Совершенно неожиданно ты приезжаешь в отпуск. В очень угнетенном состоянии, почти в отчаянии. Ненавистная форма летит в угол. И лишь тогда вырывается из тебя тщательно скрываемое и глубоко затаенное отвращение, постоянно подавляемый, бесполезный, беспомощный гнев.
— Когда же, — говоришь ты, — этому безумию будет положен конец?
Еще никогда не видела, чтобы ты был так потрясен.
Тебе не удалось перебежать к Красной Армии, хотя ты довольно хорошо говоришь по-русски.
— Если бы я не скрыл, что знаю русский, они использовали бы меня как переводчика при допросе партизан, этого я не выдержал бы.
Твой рассказ подтверждает многое из того, о чем рассказывали мне в госпитале раненые.
— Наши солдаты, — говоришь ты, — покорно сидят по уши в грязи или вязнут в болотах, они знают, что эта война бессмысленна, и давно уже не верят в победу. Тем не менее повинуются. Каждый разумный человек видит, что надвигается катастрофа, но никто не положит этому конец. Непостижимо.

_СОБРАННЫЕ ДАННЫЕ_.
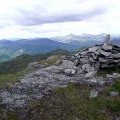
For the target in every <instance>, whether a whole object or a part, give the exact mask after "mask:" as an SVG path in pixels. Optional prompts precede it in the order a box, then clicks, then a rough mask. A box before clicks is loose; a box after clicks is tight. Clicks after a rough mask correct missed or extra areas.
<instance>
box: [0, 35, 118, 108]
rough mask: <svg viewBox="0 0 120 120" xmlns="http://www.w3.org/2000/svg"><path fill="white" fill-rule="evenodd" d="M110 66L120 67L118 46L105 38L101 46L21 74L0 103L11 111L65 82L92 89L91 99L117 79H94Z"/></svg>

_ЗАДАНИЯ_.
1. Определите, соответствуют ли исходному тексту утверждения: (а) собеседник скрыл, что знает русский язык; (б) ему удалось перебежать к Красной Армии; (в) по его словам, солдаты все еще верят в победу. Для каждого дайте ответ «да» или «нет» и приведите решающие слова текста в точной цитате.
2. Выпишите из исходного текста все определения, относящиеся к слову «гнев».
3. Согласно исходному тексту, кем использовали бы собеседника, если бы он не скрыл знание русского языка?

_ОТВЕТЫ К ЗАДАНИЯМ_.
1.
(а) Да: «Если бы я не скрыл, что знаю русский».
(б) Нет: «Тебе не удалось перебежать к Красной Армии».
(в) Нет: «давно уже не верят в победу».

2. постоянно подавляемый, бесполезный, беспомощный

3. Переводчиком при допросе партизан.